Your answer should be every line of the records that contains the word "knitted".

(Collection entries)
::::::::

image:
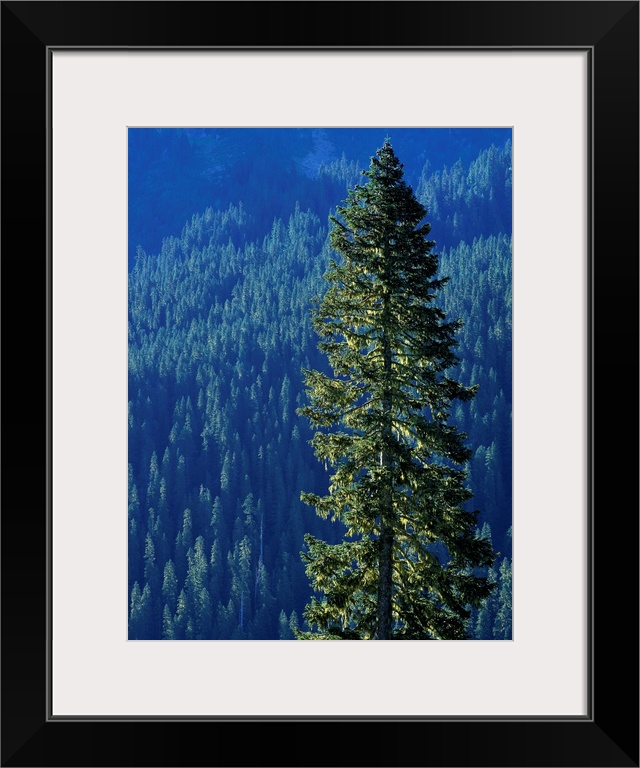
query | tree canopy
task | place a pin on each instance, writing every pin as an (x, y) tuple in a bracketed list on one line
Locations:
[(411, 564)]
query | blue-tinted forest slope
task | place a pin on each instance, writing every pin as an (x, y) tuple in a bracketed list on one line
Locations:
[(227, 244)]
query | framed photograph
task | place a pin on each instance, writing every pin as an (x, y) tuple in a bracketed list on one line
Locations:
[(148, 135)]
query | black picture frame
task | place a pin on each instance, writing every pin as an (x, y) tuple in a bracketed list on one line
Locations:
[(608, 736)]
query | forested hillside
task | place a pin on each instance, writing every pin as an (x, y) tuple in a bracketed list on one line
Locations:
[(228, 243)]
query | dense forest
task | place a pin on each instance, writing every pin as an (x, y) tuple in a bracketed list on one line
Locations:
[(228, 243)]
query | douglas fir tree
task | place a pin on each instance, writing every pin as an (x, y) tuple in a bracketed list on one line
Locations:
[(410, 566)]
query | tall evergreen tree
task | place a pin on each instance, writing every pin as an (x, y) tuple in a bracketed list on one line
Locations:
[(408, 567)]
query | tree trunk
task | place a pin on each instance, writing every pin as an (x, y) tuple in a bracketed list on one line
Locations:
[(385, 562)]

::::::::

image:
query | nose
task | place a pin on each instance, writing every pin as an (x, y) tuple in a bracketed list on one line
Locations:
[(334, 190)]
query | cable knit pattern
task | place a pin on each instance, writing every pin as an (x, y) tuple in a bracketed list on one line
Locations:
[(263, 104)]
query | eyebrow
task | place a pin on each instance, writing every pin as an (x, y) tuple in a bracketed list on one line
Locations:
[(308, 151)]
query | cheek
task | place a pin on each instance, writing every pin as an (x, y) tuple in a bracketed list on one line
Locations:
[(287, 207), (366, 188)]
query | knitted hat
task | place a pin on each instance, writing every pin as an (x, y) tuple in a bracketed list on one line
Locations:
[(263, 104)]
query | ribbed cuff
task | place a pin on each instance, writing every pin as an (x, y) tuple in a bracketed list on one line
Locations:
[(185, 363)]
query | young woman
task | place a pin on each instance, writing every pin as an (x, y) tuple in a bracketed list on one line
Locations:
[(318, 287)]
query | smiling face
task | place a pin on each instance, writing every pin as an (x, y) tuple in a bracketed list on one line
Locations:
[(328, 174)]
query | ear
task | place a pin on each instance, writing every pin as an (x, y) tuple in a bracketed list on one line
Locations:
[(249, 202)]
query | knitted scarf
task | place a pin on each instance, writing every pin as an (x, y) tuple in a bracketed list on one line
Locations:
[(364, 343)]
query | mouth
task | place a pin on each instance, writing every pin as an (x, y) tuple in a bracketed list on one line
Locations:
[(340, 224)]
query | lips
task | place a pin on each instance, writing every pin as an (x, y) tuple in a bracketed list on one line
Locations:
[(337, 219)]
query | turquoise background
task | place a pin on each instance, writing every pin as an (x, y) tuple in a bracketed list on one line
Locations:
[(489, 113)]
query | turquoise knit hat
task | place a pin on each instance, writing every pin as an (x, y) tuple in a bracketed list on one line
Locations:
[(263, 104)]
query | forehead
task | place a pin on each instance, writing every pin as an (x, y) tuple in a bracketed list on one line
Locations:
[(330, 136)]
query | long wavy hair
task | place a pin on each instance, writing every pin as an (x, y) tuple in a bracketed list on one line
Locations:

::::::::

Result for this exercise:
query | knitted hat
query | knitted scarf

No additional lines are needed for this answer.